Directions
• A. Summarize the text about clarithromycin in two sentences.
• B. Proceed with the text about clarithromycin, writing on from its last sentence.

Text excerpt
=== Section Start ===

Clarithromycin is a macrolide antibiotic used to treat pharyngitis, tonsillitis, acute maxillary sinusitis, acute bacterial exacerbation of chronic bronchitis, pneumonia (especially atypical pneumonias associated with Chlamydia pneumoniae or TWAR), skin and skin structure infections, and, in HIV and AIDS patients to prevent, and to treat, disseminated Mycobacterium avium complex or MAC.
In addition, it is sometimes used to treat Legionellosis.
Clarithromycin is available under several brandnames, for example Biaxin and Klacid.
Abbott Laboratories brought out clarithromycin in 1991.
Clarithromycin is commonly administered in tablets (Biaxin), extended-release tablets (Biaxin XL), or oral suspension.

=== Section End ===

Given records
=== Section Start ===

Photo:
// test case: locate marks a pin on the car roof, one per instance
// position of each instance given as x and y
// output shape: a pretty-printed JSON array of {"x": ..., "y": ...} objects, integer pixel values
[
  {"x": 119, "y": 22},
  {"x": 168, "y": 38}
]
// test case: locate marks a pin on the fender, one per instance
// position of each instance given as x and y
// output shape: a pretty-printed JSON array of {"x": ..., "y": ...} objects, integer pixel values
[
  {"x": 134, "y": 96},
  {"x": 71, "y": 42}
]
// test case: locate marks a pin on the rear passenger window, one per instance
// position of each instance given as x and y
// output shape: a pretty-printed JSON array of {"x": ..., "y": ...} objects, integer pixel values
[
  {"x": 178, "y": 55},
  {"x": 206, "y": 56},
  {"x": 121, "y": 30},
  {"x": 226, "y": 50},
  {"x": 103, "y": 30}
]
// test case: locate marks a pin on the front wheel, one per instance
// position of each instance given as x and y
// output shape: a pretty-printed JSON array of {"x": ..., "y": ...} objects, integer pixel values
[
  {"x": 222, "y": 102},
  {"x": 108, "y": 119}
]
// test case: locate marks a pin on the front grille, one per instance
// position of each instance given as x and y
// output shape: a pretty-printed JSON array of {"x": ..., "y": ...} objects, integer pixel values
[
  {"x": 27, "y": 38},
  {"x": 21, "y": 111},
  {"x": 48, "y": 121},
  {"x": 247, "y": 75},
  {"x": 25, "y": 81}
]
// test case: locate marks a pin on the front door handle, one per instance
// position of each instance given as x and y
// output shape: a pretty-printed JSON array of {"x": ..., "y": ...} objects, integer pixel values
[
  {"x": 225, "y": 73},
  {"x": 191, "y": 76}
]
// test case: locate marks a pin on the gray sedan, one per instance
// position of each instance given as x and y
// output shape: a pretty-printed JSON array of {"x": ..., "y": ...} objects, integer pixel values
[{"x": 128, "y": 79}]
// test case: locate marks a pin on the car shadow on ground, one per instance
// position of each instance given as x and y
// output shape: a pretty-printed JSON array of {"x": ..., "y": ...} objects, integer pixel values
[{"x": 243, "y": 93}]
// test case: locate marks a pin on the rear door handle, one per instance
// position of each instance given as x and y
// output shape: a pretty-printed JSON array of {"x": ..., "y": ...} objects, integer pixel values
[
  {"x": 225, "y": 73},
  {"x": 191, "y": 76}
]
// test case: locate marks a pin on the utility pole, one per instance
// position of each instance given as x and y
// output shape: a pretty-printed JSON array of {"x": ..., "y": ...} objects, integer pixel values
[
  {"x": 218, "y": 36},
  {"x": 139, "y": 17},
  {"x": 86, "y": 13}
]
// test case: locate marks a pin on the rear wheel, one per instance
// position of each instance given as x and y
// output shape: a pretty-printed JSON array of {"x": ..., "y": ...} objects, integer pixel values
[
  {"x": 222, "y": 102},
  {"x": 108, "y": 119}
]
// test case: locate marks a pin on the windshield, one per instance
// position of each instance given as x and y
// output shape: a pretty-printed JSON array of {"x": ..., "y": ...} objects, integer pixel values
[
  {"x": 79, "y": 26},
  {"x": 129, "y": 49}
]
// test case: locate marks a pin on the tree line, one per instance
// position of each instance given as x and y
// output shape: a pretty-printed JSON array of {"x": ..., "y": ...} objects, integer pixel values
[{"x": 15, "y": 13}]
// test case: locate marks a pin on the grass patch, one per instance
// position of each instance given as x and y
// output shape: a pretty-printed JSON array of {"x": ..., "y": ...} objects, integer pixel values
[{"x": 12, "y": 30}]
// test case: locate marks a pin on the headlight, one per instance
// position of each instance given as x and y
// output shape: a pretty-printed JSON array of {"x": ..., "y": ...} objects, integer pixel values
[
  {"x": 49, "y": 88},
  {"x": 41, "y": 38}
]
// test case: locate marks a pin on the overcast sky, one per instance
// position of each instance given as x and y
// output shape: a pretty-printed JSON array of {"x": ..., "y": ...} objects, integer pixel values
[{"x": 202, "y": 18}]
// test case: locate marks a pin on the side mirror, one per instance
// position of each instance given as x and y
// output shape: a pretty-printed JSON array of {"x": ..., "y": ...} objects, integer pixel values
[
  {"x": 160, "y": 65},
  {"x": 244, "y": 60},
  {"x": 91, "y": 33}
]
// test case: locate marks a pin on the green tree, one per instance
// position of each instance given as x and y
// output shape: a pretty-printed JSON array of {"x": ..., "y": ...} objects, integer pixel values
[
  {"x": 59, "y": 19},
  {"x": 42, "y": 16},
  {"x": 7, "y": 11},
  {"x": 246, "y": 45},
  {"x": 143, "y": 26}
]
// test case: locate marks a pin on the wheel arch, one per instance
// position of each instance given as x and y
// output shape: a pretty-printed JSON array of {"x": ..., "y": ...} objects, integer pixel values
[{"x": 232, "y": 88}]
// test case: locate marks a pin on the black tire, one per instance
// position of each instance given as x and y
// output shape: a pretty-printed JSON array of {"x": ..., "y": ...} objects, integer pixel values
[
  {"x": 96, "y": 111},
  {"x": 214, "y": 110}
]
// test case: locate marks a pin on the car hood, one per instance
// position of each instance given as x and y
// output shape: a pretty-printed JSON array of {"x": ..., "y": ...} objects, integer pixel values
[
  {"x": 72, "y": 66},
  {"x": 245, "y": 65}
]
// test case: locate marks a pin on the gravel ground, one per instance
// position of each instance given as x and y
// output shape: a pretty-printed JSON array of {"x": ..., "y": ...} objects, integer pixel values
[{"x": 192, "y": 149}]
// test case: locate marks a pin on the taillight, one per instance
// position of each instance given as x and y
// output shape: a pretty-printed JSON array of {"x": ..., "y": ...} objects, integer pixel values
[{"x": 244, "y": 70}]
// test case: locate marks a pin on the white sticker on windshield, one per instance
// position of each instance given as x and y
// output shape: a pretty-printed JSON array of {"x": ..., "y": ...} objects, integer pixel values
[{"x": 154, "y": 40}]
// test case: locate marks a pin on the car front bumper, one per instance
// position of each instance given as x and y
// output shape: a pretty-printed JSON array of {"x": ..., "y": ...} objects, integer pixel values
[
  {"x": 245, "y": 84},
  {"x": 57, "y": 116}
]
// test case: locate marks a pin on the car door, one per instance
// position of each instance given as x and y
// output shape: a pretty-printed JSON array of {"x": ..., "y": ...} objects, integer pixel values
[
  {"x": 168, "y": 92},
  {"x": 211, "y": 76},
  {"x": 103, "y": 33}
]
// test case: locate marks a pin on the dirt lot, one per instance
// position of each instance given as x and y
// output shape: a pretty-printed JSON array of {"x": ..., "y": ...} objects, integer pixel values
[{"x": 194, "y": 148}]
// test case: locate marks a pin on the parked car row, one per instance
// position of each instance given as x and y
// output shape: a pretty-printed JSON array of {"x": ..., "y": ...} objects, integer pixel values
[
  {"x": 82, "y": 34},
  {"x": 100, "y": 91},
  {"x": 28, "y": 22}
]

=== Section End ===

Answers given
• A. Clarithromycin is a macrolide antibiotic used against infections such as pharyngitis, sinusitis, bronchitis flare-ups, pneumonia, skin infections and Legionellosis, and to prevent and treat disseminated Mycobacterium avium complex in HIV and AIDS patients. Abbott Laboratories introduced it in 1991, and it is sold under brand names such as Biaxin and Klacid as tablets, extended-release tablets or oral suspension.

• B.
Mechanism of action
Clarithromycin prevents bacteria from growing, by interfering with their protein synthesis. Clarithromycin binds to the subunit 50S of the bacterial ribosome, and thus inhibits the translocation of peptides. Clarithromycin has similar antimicrobial spectrum as erythromycin, but is more effective against certain gram-negative bacteria, particularly Legionella pneumophilae. Besides this bacteriostatic effect, clarithromycin also has bactericidal effect on certain strains such as Haemophilus influenzae, Streptococcus pneumoniae and Neisseria gonorrhoeae.
Unlike erythromycin, clarithromycin is acid-stable and can therefore be taken orally without being protected from gastric acids. It is readily absorbed, and diffused into most tissues and phagocytes. Due to the high concentration in phagocytes, clarithromycin is actively transported to the site of infection. During active phagocytosis, large concentrations of clarithromycin is released. The concentration of clarithromycin in the tissues can be over 10 times higher than in plasma. Highest concentrations were found in liver and lung tissue.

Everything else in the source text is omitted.